━━━ INFORMATION SHOWN
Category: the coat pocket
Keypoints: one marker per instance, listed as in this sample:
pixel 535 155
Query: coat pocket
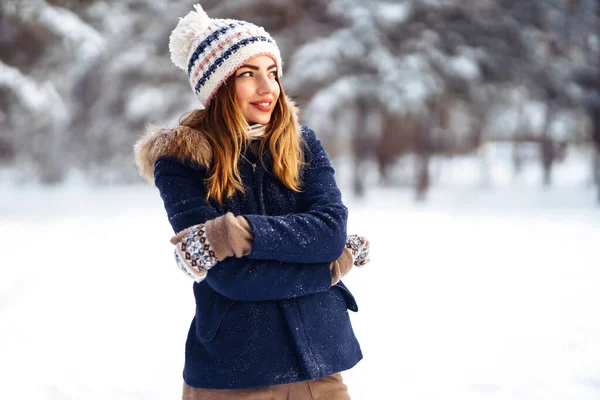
pixel 211 308
pixel 350 300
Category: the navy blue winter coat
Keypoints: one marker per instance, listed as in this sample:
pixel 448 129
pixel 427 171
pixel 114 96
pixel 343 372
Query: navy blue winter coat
pixel 272 317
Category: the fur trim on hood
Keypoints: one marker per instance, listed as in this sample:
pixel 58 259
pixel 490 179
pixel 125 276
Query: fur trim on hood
pixel 181 142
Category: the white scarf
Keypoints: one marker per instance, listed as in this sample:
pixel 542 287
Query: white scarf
pixel 256 132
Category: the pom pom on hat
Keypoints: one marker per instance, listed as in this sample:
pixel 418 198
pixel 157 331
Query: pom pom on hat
pixel 185 34
pixel 210 50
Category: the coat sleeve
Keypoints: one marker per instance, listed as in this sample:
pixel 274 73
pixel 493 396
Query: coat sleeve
pixel 316 235
pixel 244 279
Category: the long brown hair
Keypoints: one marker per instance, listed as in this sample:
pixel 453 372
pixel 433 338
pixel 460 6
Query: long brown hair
pixel 224 126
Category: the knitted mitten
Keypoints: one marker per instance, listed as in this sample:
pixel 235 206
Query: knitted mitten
pixel 359 246
pixel 194 254
pixel 356 253
pixel 340 267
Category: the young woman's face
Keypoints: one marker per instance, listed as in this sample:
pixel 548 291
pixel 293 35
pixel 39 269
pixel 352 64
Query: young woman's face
pixel 257 89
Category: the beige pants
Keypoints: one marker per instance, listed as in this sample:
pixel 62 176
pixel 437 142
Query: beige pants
pixel 330 387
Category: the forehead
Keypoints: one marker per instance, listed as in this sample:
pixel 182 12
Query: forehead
pixel 262 60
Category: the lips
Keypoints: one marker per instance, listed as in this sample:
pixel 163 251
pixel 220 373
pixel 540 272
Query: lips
pixel 264 106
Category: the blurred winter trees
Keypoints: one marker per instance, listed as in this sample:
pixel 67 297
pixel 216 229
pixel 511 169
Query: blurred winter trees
pixel 378 80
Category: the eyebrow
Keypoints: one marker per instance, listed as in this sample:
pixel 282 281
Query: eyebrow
pixel 254 67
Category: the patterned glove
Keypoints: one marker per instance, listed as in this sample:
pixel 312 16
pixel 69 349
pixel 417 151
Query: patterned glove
pixel 194 254
pixel 359 246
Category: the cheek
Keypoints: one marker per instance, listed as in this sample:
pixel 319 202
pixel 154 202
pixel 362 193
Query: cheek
pixel 242 94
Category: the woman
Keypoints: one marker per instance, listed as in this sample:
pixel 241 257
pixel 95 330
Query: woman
pixel 260 224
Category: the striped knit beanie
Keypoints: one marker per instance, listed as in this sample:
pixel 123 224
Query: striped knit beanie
pixel 211 50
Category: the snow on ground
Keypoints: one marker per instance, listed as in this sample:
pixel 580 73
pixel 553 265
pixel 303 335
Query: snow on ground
pixel 477 294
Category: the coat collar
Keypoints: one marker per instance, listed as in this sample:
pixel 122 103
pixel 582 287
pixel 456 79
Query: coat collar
pixel 181 142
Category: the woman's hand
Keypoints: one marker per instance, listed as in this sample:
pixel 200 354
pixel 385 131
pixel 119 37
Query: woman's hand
pixel 355 253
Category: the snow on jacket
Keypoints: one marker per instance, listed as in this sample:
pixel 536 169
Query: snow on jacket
pixel 272 317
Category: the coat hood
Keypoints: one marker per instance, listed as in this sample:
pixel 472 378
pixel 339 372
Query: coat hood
pixel 182 142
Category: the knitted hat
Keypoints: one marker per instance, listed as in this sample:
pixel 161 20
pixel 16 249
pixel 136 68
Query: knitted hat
pixel 211 50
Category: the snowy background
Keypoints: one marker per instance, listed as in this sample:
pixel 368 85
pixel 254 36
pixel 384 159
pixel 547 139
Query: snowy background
pixel 480 293
pixel 466 137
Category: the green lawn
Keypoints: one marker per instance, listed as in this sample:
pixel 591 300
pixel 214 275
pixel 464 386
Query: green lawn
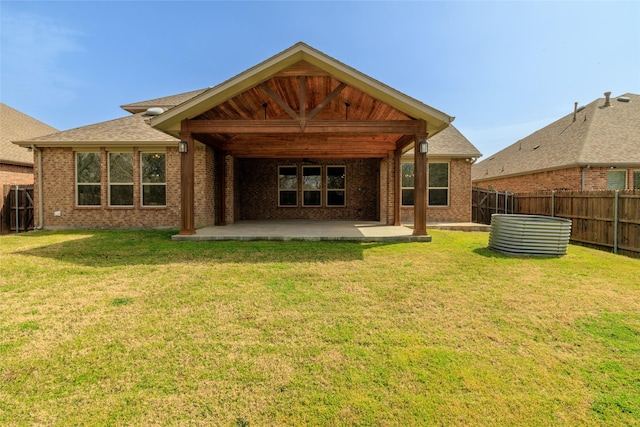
━━━━━━
REQUIRED TASK:
Could you copy out every one of the records above word for word, leaving the pictures out of your copy?

EXERCISE ANSWER:
Category: the coat pocket
Keypoints: one marker per instance, listed as in this sample:
pixel 535 155
Query: coat pocket
pixel 211 308
pixel 350 300
Category: the navy blue winter coat
Keypoints: one marker per instance, listed as in this sample:
pixel 448 129
pixel 427 171
pixel 114 96
pixel 343 372
Query: navy blue winter coat
pixel 272 317
Category: the fur trim on hood
Keypoints: one marker per instance, listed as in this sample:
pixel 58 259
pixel 490 179
pixel 125 276
Query: fur trim on hood
pixel 181 142
Category: the white scarf
Keypoints: one marker per instance, listed as in this sample:
pixel 542 287
Query: white scarf
pixel 256 132
Category: the pom pom on hat
Keypoints: one marker per instance, listed as in this sample:
pixel 418 198
pixel 157 331
Query: pom pom on hat
pixel 185 34
pixel 210 50
Category: the coat sleeve
Keypoints: one marker per instance, listed as in this sample:
pixel 274 73
pixel 493 396
Query: coat sleeve
pixel 316 235
pixel 244 279
Category: the long brown hair
Keypoints: one marker per instance, listed as in this sample:
pixel 453 372
pixel 433 338
pixel 460 6
Query: long brown hair
pixel 224 126
Category: the knitted mitten
Keypoints: one marker per instance, listed as in this sample:
pixel 235 206
Query: knitted mitten
pixel 359 246
pixel 194 254
pixel 356 253
pixel 340 267
Category: the young woman's face
Keypoints: one marker per instance, listed as in this sample:
pixel 548 291
pixel 293 35
pixel 39 269
pixel 352 64
Query: young woman's face
pixel 257 89
Category: the beige pants
Keypoints: one marker per instance, listed as in this sample:
pixel 62 176
pixel 437 142
Query: beige pants
pixel 330 387
Category: the forehead
Keypoints: one marker per instance, listed as in this sample:
pixel 182 12
Query: forehead
pixel 262 60
Category: the lips
Keypoints: one marker per instance, listed as in this sample:
pixel 163 251
pixel 220 373
pixel 540 272
Query: lips
pixel 264 106
Category: the blurred winter trees
Keypoints: one marker per instance, listed as in this sample:
pixel 67 297
pixel 216 229
pixel 511 169
Query: blurred winter trees
pixel 378 80
Category: the eyebrow
Keypoints: one marker per instance, listed as in this sample:
pixel 282 281
Query: eyebrow
pixel 254 67
Category: the patterned glove
Keypoints: one marker per instance, listed as in this sample:
pixel 312 16
pixel 69 349
pixel 417 151
Query: patterned glove
pixel 194 254
pixel 359 246
Category: the cheek
Keypoints: one marker per instance, listed as in this sample:
pixel 319 202
pixel 154 202
pixel 362 193
Query: cheek
pixel 242 94
Category: the woman
Keypoints: one marker per instance, listed as in this sample:
pixel 241 257
pixel 95 330
Query: woman
pixel 260 224
Category: the striped knit beanie
Keypoints: one marker per instance, listed as in this sample:
pixel 123 224
Query: striped knit beanie
pixel 211 50
Category: the snow on ground
Keypoints: one marker per instance, listed as in this sample:
pixel 580 73
pixel 553 265
pixel 303 335
Query: snow on ground
pixel 477 294
Category: the coat collar
Keypoints: one marker per instance, listed as in this sample:
pixel 122 103
pixel 582 287
pixel 456 79
Query: coat collar
pixel 181 142
Category: the woman's hand
Keypoints: one marker per instance, listed as in this sample:
pixel 200 354
pixel 385 131
pixel 119 37
Query: woman's hand
pixel 355 253
Category: the snow on jacket
Keypoints: one marker per instance, listed as in this sample:
pixel 536 169
Query: snow on jacket
pixel 272 317
Category: the coat hood
Keypoints: one marker per instance, listed as in this sample:
pixel 472 378
pixel 339 372
Query: coat hood
pixel 182 142
Category: the knitted hat
Keypoints: one marker per instance, listed as in this sample:
pixel 161 20
pixel 16 249
pixel 136 68
Query: knitted hat
pixel 211 50
Category: the snowy background
Keypoints: one marker per instance, listed as in this sample:
pixel 368 85
pixel 254 36
pixel 384 159
pixel 547 139
Query: snowy background
pixel 480 293
pixel 466 137
Category: the green lawn
Keypoints: one marker per instance, listed as in this sample:
pixel 591 300
pixel 214 275
pixel 464 386
Query: green lawn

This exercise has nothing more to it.